### EXTRACTED INFORMATION

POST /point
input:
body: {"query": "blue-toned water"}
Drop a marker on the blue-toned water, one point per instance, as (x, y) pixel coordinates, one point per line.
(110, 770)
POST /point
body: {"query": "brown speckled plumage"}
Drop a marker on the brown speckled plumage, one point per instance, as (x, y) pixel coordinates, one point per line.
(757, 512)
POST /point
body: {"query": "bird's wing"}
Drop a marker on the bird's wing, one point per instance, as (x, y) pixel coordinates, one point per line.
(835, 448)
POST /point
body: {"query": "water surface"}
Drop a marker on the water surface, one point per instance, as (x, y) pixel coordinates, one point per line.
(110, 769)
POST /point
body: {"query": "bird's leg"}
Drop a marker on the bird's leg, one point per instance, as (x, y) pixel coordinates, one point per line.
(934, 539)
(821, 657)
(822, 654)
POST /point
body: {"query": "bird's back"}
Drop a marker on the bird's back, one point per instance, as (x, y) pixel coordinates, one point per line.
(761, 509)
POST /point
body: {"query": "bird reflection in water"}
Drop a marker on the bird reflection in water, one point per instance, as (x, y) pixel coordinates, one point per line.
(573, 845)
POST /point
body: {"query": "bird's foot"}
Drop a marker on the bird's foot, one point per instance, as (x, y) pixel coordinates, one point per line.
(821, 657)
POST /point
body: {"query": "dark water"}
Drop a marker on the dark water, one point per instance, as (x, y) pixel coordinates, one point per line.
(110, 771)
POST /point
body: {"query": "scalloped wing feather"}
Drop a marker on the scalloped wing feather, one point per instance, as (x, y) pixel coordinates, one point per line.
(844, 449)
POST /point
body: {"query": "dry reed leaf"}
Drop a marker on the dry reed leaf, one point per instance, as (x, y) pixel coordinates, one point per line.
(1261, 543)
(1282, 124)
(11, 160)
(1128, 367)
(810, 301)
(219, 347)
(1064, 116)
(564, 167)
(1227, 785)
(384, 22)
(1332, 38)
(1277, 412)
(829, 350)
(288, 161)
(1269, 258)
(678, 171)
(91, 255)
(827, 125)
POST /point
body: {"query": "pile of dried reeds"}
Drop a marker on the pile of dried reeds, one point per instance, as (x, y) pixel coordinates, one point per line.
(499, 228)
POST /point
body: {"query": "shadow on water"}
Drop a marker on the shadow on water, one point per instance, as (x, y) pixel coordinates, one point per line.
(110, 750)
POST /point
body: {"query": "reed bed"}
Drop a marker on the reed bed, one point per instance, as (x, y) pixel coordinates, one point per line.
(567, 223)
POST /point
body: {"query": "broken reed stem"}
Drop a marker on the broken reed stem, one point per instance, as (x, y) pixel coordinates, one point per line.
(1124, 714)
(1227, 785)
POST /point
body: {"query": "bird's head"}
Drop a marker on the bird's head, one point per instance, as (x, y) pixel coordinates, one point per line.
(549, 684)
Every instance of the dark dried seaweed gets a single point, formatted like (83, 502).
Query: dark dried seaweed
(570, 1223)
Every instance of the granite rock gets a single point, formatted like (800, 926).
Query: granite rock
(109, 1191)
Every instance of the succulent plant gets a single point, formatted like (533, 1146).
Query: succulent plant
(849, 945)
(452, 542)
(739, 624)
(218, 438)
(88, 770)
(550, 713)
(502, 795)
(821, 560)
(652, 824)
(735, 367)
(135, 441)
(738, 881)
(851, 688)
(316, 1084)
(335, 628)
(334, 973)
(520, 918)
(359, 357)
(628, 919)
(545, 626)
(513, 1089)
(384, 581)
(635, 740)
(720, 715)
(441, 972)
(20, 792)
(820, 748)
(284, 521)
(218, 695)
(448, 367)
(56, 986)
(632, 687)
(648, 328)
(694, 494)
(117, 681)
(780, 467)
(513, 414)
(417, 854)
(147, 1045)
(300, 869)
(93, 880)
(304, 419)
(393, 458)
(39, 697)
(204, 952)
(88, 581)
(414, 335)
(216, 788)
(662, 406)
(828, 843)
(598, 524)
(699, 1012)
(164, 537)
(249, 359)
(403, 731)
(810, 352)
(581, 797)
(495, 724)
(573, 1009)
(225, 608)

### WORK TASK
Copy each line of the data that contains the word "Every".

### EXERCISE RESPONSE
Every instance of the dark dried seaweed gets a single point, formatted like (83, 502).
Every instance of the granite rock gets a single point, formatted like (800, 926).
Every instance of the succulent plant gets a single point, formatted like (533, 1146).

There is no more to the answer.